# STATED PROBLEM 1
What length of unpaid suspension preceded the police officer's reinstatement, according to the court opinion?

# TEXT SHOWN
710 So. 2d 214 | Fla. Dist. Ct. App. | 1998
Lead Opinion
The City of Tallahassee seeks review of a final order confirming the report of an arbitrator in a grievance proceeding pursuant to the collective bargaining agreement between the City’s police department and The Big Bend Police Benevolent Association, an ap-pellee. The City argues that the trial court failed to comply with the essential requirements of law in refusing to vacate the arbitrator’s decision, contending that the arbitrator had exceeded his authority or power and the arbitrator’s decision had violated public policy. Because the City failed to show that the award of the arbitrator was violative of any of the provisions of section 682.13(1), Florida Statutes (1995), we affirm.
The City terminated the employment of appellee Thomas Maureau, a lieutenant in the Tallahassee Police Department, following an internal investigation which the City believed demonstrated that Maureau was guilty
The City argues here, as below, that the arbitrator exceeded his authority by using the clear and convincing standard of proof, rather than the preponderance of the evidence standard. Assuming, without deciding, that the application of the preponderance of evidence standard was required, the arbitrator’s use of the stricter standard is not a basis for vacating the arbitrator’s decision under section 682.13(1), Florida Statutes (1995). Cochran v. Broward County Police Benevolent Ass’n, Inc., 693 So.2d 134 (Fla. 4th DCA 1997). The grounds listed in section 682.13(1) are the only basis on which an arbitrator’s award may be vacated. See Schnurmacher Holding, Inc. v. Noriega, 542 So.2d 1327 (Fla.1989). In Cochran, a sheriff appealed an order which refused to vacate the arbitrator’s decision which resulted in reinstatement of a law enforcement officer. Cochran, 693 So.2d at 134. The sheriff argued in Cochran, as appellant does in the instant case, that the arbitrator erroneously employed the clear and convincing standard. The Cochran court held that application of the wrong evidentiary standard was not a basis for vacating the award. Id. We find Cochran persuasive.
We also find without merit appellant’s argument that the arbitrator’s decision to reinstate a police officer following a four month suspension without pay constitutes a violation of Florida public policy that police officers have good moral character. The City’s argument that the arbitrator’s award violates public policy presumes that the sexual misconduct charges made against Maureau were sustained. The arbitrator found, however, that the appellant had proved only that Lieutenant Maureau had lied to his chief regarding the existence of a romantic relationship with another police officer. The other charges against Maureau were not sustained.
We are not able to disturb the arbitrator’s findings of fact. City of West Palm Beach v. Palm Beach County Police Benevolent Ass’n, 387 So.2d 533 (Fla. 4th DCA 1980)(an arbitrator is the sole and final judge of the evidence and the weight to be given it). The arbitrator’s lengthy written decision indicates that both the current and past chief of the police department testified that they would not have terminated Maureau for making false statement alone and appellant has cited no case to us suggesting that public policy mandates the termination of a police officer for an incident of untruthfulness to a superior.

# MATERIAL FOR THE TASK
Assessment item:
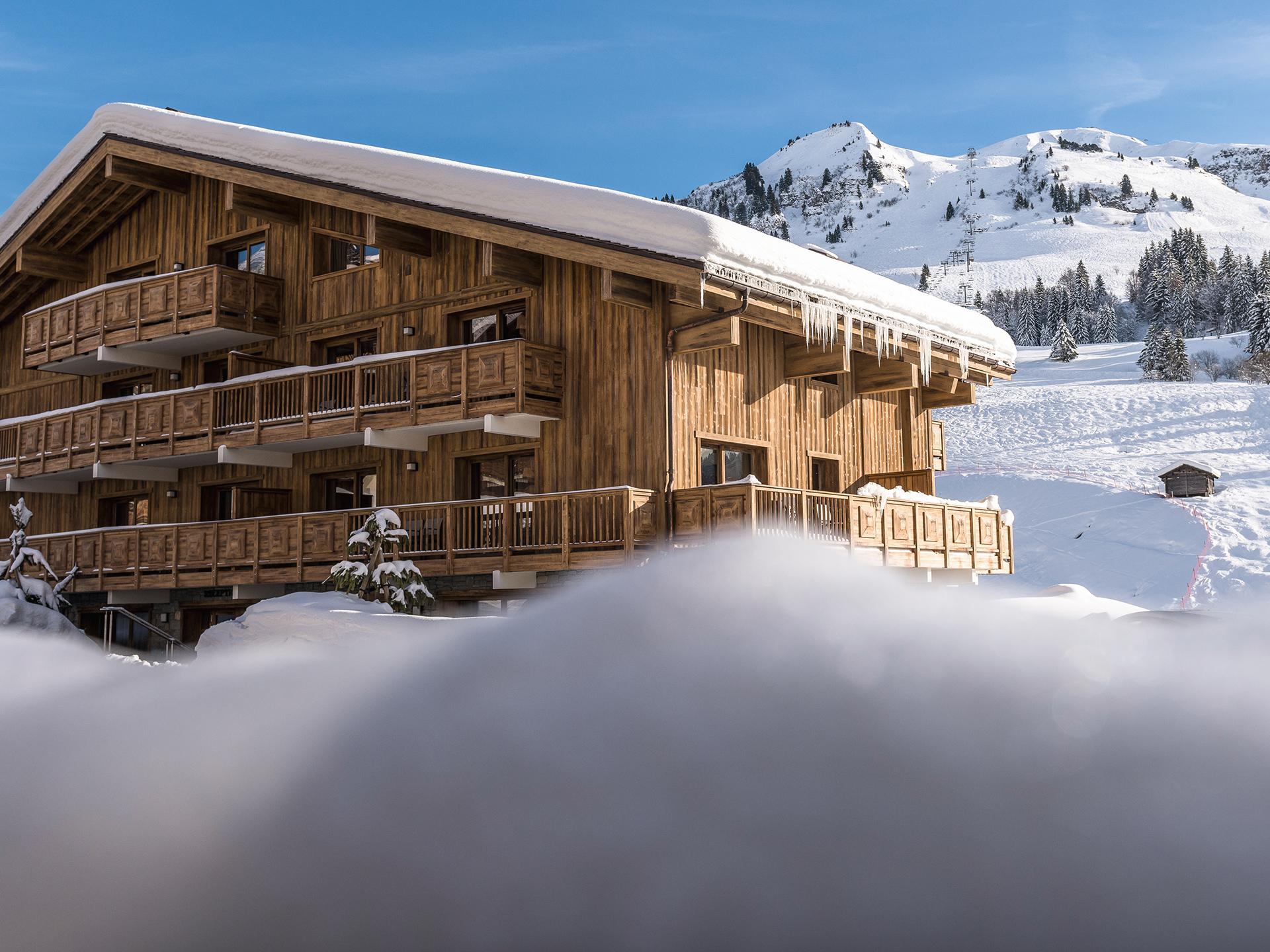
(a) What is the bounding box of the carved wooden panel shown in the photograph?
[415,354,460,399]
[304,516,347,561]
[102,284,138,327]
[99,405,134,442]
[44,416,71,453]
[137,399,167,436]
[675,495,706,536]
[216,523,255,563]
[138,278,174,320]
[885,502,915,546]
[48,306,75,340]
[102,532,136,571]
[218,272,247,313]
[468,353,508,392]
[174,393,211,433]
[177,269,217,313]
[23,313,48,349]
[18,422,44,456]
[75,301,102,334]
[177,526,214,569]
[261,519,300,563]
[710,495,745,530]
[974,512,997,548]
[73,411,97,447]
[851,499,881,543]
[918,506,944,548]
[140,530,173,569]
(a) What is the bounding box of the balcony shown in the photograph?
[22,264,282,374]
[15,486,660,592]
[673,484,1015,575]
[0,340,564,493]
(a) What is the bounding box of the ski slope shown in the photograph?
[936,335,1270,608]
[685,122,1270,299]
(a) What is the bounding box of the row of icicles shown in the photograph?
[799,297,970,383]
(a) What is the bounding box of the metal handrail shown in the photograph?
[102,606,194,661]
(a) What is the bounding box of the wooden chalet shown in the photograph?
[0,105,1013,641]
[1156,459,1222,496]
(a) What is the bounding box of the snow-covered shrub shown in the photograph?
[0,496,79,611]
[326,509,433,612]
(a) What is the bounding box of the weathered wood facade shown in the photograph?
[0,113,1012,650]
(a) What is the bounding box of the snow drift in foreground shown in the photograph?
[0,546,1270,949]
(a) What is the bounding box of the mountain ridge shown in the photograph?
[679,120,1270,302]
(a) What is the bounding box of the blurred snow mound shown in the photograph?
[0,545,1270,952]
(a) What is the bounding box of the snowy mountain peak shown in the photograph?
[682,120,1270,301]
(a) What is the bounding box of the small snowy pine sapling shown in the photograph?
[326,509,433,612]
[0,496,79,612]
[1049,320,1077,363]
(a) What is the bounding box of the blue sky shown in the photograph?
[0,0,1270,207]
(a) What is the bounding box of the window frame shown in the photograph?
[309,227,384,280]
[446,297,530,346]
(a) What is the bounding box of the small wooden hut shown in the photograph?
[1156,459,1222,496]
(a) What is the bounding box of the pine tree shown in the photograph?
[1049,321,1077,363]
[326,509,433,612]
[0,496,79,612]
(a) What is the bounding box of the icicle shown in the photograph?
[799,297,838,346]
[917,333,931,383]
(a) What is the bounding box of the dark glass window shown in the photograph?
[98,495,150,528]
[812,458,838,493]
[701,443,757,486]
[221,241,265,274]
[458,302,525,344]
[321,469,378,512]
[321,334,380,363]
[314,233,380,276]
[102,373,155,399]
[468,452,537,499]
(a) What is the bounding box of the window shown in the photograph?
[812,456,841,493]
[98,495,150,528]
[316,331,380,364]
[318,469,378,512]
[220,239,268,274]
[460,450,538,499]
[105,259,159,284]
[456,301,525,344]
[701,443,758,486]
[102,373,155,400]
[314,232,380,277]
[199,357,230,383]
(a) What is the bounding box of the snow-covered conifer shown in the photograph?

# STATED PROBLEM 2
Please quote the lines of the listing verbatim, starting at the line that contains "(a) What is the bounding box of the wooden" and ending at the line that contains "[682,120,1270,301]".

# RESPONSE 1
Four months.

# RESPONSE 2
(a) What is the bounding box of the wooden chalet shown in the photograph?
[0,105,1013,641]
[1156,459,1222,496]
(a) What is the bounding box of the snow-covered shrub shown in the photograph?
[0,496,79,611]
[326,509,433,612]
(a) What is the bounding box of the weathered wood facade shown in the photograph?
[0,113,1012,650]
(a) What is the bounding box of the snow drift in foreground shown in the photograph?
[0,546,1270,949]
(a) What is the bounding box of the mountain ridge shown in the photograph?
[679,120,1270,302]
(a) What is the bounding box of the blurred snow mound shown in the photograph?
[0,545,1270,952]
(a) What is the bounding box of the snowy mountain peak shown in the photograph?
[682,120,1270,301]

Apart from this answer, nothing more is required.